Goals:
(A) Set down the part of the comment thread on cooling Earth with sulfur dioxide from "EL Chichón produced" up to and including "AGW from CO2.", word for word.
(B) Name every volcano mentioned in the comment thread on cooling Earth with sulfur dioxide.
(C) Continue the comment thread on cooling Earth with sulfur dioxide, starting after its last sentence.

Text excerpt:
____

So if they finally struck out with one of their insane ideas and manage to lower Earth’s global average temperature with no adverse side effects other than not being able to know which parts of the world gets the brute force of the too low temperatures will they take responsibility for in worst case mass murdering people by freezing cold or starvation by lack of food due to uncanny cold?

bubbagyro
May 30, 2010 5:17 pm

Jbar says:
May 30, 2010 at 3:54 pm
Not madness. Just very shallow thinking processes.
EL Chichón produced slight and maybe some temporary cooling (only affecting the northern hemisphere – remember that global warming is, well, global) after injecting 8 Megatons of sulfur dioxide in 1982. It did not alter the whole 1978-1998 warming cycle, though. Mt. St. Helens did 1 Megaton and did not do anything of significance to temperature.
How many planes did you say you think we need to spread enough aerosol to “counter” the putative non-warming CO2 event? I figure that you would need a Krakatoa amount, say around 0.1-0.2 Gigatons of sulfur dioxide. Lets call that amount of SO2 a Krakaton. So we may need 2 or 3 Krakatons a year to stave off (non-existent) AGW from CO2.

____

Supplied data:
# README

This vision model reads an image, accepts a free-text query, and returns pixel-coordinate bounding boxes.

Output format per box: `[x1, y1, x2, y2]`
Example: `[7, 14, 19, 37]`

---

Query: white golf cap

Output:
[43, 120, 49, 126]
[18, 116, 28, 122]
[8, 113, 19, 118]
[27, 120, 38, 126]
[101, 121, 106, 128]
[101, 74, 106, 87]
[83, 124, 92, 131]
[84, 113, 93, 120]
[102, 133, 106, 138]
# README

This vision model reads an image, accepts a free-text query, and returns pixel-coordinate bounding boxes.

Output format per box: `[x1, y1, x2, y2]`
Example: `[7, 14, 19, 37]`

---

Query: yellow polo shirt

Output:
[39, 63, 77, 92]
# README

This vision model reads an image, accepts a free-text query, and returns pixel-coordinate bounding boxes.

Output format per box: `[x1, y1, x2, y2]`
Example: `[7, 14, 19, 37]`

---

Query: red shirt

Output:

____

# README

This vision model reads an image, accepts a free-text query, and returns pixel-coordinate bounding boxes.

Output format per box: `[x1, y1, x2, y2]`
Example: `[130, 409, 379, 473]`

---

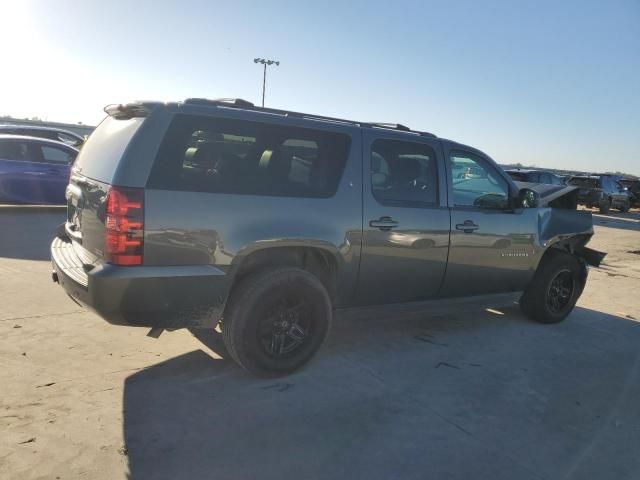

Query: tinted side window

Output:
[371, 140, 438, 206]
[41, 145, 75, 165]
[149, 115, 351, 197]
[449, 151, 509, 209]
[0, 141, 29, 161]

____

Expected responses:
(A)
EL Chichón produced slight and maybe some temporary cooling (only affecting the northern hemisphere – remember that global warming is, well, global) after injecting 8 Megatons of sulfur dioxide in 1982. It did not alter the whole 1978-1998 warming cycle, though. Mt. St. Helens did 1 Megaton and did not do anything of significance to temperature.
How many planes did you say you think we need to spread enough aerosol to “counter” the putative non-warming CO2 event? I figure that you would need a Krakatoa amount, say around 0.1-0.2 Gigatons of sulfur dioxide. Lets call that amount of SO2 a Krakaton. So we may need 2 or 3 Krakatons a year to stave off (non-existent) AGW from CO2.

(B)
EL Chichón
Mt. St. Helens
Krakatoa

(C)
And, I guess you, or someone originally at the Molson-drinking skull session at U of Calgary, did figure that all the ozone would disappear. The real funny thing is, technically you guys don’t even have the chemistry right. (This is a real hoot). SO2 with water produces sulfurous acid, not sulfuric. Reaction with molecular oxygen, especially that from ozone, irreversibly destroys the ozone and produces sulfuric acid.
It will be a degree or two cooler, but we can’t step into the carcinogenic sunlight to enjoy it.
A mind is a terrible thing to waste.
Do we have to continue to dignify Keith’s beerstorming session?

Dennis Dunton
May 30, 2010 5:20 pm

DirkH says:
May 30, 2010 at 3:14 pm
“Feet2theFire says:
[…]
Every time I think of government funded scientific efforts I see in my mind Lilienthal’s plunge into the water, ”
What gives you the idea that Lilienthal didn’t fund his experiments with his own money?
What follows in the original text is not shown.